(Source text begins)
Overall, the kaiseki food is a lot like Japanese gardens: deceptively simple. There may only appear to be two or three things in your bowl, but each has been prepared with multiple, complicated steps and developed to the extremes of its natural flavour.

Alcohol isn't included in the price of your meal, but selected from a separate wine and spirits list. We went for the house's premium sake, prepared exclusively for them by a local maker. It was lovely stuff, served cold in small jugs that are roughly the same as a half-bottle of wine. The taste was crisp and a bit acidic to cut through all that fish, with a slightly harder, more alcoholic edge than your average white wine. Thus the wisdom of consumption from small cups. We spent about £35 each night on fairly liberal consumption.

People eat with their noses as much as their taste buds. Here, your eyes are also integral to the process. Every course comes out on different pottery. Some is elegant with sophisticated glazes and delicate painted patterns. Some rough and homespun. There are little boxes and lidded bowls to open up to reveal treasures inside. Shapes vary from simple circles and squares to dishes in the shape of leaves or sea shells. One particularly pleasing crescent resembled an overturned samurai helmet. There must be a large room in the house just for storing all the ceramics. Through 18 courses over two nights I never saw anything used twice.

That visual pleasure extends to both your surroundings and the ceremony with which you're served. The first night we were in a room overlooking the gardens, the second in perhaps the finest room in the house, with windows on three sides giving you a panorama of the hills as the sun faded and twinkling electric light took over. (Perhaps dining in this room is also part of the upgrade?)
It is an unprecedented luxury to get top-restaurant quality service when there are just two of you in the room, and this is probably the most luxurious element of the kaiseki experience. Our servers were different over the two nights, both in exquisite kimono and with a grace of movement that illustrates why Japanese ladies have become legendary for their elegance. The vegetable hotpot on our second night was more extraordinary for its segmented, three-tiered pot and the way our hostess unstacked it and poured broth from the top piece than it was for the taste. (Which was also very good.)
(Source text ends)
(Extracted entries begins)
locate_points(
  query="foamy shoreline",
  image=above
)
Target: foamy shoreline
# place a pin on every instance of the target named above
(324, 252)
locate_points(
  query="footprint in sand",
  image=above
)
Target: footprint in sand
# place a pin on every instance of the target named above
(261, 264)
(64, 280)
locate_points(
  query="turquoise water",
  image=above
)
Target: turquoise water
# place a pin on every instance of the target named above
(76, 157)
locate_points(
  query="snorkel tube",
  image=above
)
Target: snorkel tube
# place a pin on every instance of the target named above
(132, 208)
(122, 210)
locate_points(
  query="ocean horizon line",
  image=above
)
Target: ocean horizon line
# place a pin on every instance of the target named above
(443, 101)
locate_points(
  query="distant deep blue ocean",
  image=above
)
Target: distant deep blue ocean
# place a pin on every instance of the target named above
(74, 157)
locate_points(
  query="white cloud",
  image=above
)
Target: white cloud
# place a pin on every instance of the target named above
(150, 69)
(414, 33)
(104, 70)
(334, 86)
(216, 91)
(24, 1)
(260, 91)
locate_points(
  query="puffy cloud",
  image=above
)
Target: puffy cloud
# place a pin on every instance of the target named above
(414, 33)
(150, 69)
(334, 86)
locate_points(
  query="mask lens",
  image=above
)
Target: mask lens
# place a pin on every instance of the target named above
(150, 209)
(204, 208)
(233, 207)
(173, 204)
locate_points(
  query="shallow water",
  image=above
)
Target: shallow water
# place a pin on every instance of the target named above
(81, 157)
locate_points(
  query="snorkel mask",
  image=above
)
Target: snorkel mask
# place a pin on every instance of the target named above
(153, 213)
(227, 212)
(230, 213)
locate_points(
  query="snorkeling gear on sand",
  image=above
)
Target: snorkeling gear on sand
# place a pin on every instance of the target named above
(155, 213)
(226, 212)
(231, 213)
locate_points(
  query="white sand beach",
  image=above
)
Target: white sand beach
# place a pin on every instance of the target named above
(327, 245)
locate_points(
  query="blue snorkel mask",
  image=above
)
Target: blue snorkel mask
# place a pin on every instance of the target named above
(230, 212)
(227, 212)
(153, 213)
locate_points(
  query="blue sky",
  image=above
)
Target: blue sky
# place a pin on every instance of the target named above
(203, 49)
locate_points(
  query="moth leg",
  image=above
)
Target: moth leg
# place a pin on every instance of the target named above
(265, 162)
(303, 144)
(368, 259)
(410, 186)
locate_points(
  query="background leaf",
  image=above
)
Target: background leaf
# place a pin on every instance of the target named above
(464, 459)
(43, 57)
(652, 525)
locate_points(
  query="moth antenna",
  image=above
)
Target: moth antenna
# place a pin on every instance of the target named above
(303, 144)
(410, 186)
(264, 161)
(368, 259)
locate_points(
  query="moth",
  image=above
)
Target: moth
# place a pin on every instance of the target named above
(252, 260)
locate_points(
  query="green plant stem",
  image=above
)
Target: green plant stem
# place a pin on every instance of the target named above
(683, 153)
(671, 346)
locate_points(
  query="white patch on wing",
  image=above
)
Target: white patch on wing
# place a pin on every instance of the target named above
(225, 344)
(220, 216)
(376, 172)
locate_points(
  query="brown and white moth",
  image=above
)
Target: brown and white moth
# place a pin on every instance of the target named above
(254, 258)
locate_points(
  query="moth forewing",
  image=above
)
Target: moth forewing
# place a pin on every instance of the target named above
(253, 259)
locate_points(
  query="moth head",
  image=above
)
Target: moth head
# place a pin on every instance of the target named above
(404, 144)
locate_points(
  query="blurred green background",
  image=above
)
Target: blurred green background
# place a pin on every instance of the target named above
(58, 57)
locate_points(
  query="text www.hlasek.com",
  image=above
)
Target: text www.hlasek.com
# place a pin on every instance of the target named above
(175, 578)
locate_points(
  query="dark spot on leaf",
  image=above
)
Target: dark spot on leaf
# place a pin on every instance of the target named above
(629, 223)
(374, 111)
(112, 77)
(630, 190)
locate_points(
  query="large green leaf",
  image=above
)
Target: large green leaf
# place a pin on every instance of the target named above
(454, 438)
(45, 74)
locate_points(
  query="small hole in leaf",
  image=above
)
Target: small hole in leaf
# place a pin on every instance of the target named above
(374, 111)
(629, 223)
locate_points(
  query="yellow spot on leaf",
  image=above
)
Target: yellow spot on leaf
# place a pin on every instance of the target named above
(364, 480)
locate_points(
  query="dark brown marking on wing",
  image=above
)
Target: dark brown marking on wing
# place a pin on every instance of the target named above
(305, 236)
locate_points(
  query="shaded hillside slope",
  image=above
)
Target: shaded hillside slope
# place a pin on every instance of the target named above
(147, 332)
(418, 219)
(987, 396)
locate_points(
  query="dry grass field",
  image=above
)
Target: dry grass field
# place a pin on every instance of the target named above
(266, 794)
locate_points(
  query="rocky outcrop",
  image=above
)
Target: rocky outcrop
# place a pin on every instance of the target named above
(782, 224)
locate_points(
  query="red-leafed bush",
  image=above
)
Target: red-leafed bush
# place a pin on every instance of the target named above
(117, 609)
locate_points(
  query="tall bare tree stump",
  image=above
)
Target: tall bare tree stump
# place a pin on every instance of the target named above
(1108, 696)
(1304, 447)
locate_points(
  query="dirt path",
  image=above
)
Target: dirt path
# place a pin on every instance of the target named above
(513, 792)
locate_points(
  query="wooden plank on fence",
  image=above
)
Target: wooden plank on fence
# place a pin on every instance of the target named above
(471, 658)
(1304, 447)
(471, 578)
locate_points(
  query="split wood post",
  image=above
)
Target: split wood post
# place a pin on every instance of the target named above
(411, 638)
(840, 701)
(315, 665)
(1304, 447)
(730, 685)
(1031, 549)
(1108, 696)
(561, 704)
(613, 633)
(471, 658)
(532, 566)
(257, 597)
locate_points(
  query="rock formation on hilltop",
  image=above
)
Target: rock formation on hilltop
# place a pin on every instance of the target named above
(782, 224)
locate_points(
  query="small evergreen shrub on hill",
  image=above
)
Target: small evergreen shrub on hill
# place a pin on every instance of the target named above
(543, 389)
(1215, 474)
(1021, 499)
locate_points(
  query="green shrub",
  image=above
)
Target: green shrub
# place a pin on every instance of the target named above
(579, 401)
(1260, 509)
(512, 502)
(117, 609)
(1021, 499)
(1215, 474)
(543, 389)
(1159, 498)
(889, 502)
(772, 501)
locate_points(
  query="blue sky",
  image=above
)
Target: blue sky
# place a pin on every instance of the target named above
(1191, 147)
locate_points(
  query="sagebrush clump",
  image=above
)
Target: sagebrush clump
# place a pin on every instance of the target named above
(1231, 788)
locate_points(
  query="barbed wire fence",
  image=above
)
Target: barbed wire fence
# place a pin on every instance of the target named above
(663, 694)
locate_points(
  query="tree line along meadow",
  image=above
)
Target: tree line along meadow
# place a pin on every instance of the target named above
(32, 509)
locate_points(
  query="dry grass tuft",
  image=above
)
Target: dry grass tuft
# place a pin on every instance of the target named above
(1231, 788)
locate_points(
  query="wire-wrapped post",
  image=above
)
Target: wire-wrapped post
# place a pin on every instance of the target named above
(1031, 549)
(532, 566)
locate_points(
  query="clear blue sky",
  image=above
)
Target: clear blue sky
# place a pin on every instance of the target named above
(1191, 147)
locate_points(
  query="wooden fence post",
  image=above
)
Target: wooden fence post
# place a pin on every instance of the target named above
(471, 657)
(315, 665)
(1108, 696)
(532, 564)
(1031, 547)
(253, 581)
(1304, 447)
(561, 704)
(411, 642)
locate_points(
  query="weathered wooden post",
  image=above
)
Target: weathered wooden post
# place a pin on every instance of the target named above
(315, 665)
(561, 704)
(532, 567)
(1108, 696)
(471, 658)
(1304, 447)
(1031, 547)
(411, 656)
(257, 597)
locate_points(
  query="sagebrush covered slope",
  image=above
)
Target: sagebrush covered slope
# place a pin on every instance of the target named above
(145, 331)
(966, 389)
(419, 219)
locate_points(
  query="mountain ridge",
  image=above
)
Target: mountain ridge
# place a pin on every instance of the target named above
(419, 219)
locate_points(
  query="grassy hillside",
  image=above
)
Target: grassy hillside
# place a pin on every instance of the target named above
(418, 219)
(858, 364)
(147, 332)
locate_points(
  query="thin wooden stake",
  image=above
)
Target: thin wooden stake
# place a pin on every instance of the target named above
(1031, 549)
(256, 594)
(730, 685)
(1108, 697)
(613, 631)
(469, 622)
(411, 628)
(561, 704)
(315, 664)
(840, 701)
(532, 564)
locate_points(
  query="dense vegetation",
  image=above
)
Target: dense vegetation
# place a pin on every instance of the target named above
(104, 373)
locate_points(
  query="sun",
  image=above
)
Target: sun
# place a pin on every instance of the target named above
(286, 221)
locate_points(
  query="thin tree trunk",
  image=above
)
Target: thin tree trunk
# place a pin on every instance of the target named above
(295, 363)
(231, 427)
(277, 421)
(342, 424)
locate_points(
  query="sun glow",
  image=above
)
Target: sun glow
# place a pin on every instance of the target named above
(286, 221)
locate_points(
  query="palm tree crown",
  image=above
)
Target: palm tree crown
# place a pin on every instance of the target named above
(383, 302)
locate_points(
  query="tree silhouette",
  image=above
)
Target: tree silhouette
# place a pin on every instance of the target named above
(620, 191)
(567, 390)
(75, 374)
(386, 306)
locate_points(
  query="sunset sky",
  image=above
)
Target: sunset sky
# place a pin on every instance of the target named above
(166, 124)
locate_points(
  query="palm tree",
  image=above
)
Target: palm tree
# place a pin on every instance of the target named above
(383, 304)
(Extracted entries ends)
→ **Prompt 1**: According to the kaiseki dining text, what did one particularly pleasing crescent-shaped dish resemble?
→ **Prompt 2**: List every shape of dish that the kaiseki dining text mentions.
→ **Prompt 3**: Pick up the kaiseki dining text after its last sentence and continue it.
The records stand apart from the kaiseki dining text and are separate material.

→ **Exercise result 1**: An overturned samurai helmet.

→ **Exercise result 2**: Circles, squares, leaves, sea shells, and a crescent.

→ **Exercise result 3**:
The food experience at Yoshida Sando extends to extraordinary breakfasts. On our first morning, the staff was horrified to realise that they'd misread our instructions and had prepared a Japanese rather than Western breakfast. While they could swap out the tea for coffee, the food itself takes too much preparation time for a last-minute change, so we experienced one full-on, gourmet Japanese breakfast in the panoramic dining room. Another profusion of plates and bowls (eight), different again from the night before, brought us grilled fish left to cool to room temperature, broth you were meant to enhance with tofu, seaweed and spring onions, pickles, rice and fruit. I'm a fan of sweet stuff at breakfast and like some differentiation between the first meal and the others of the day, so I wouldn't make a habit of this. But the variety was great fun and the English-language Japan Times waiting on the table for us a nice touch.

The second morning's Western breakfast proved that Yoshida Sanso's kitchen can handle foreign food as well as their native cuisine. Buttery scrambled eggs, sausage with crisp skins and soft interiors, meaty bacon, artfully cut fruit and a basket of still-warm pastries that could go head-to-head with anything in Paris or Copenhagen.
Eating at Yoshida Sanso was tremendous fun and satisfied our desire for fine dining while we were in Japan. While we loved the experience, we were content to go for much simpler meals for the rest of the trip, usually sushi or multi-element set menus that give you a small sense of the variety of kaiseki but are much humbler in scope, sophistication and price. I join the chorus of travel writers, however, in encouraging everyone to try kaiseki at least once if you're visiting Japan. And if you can afford to splurge on Yoshida Sanso, you'll be doing it at a level of quality fit for royalty.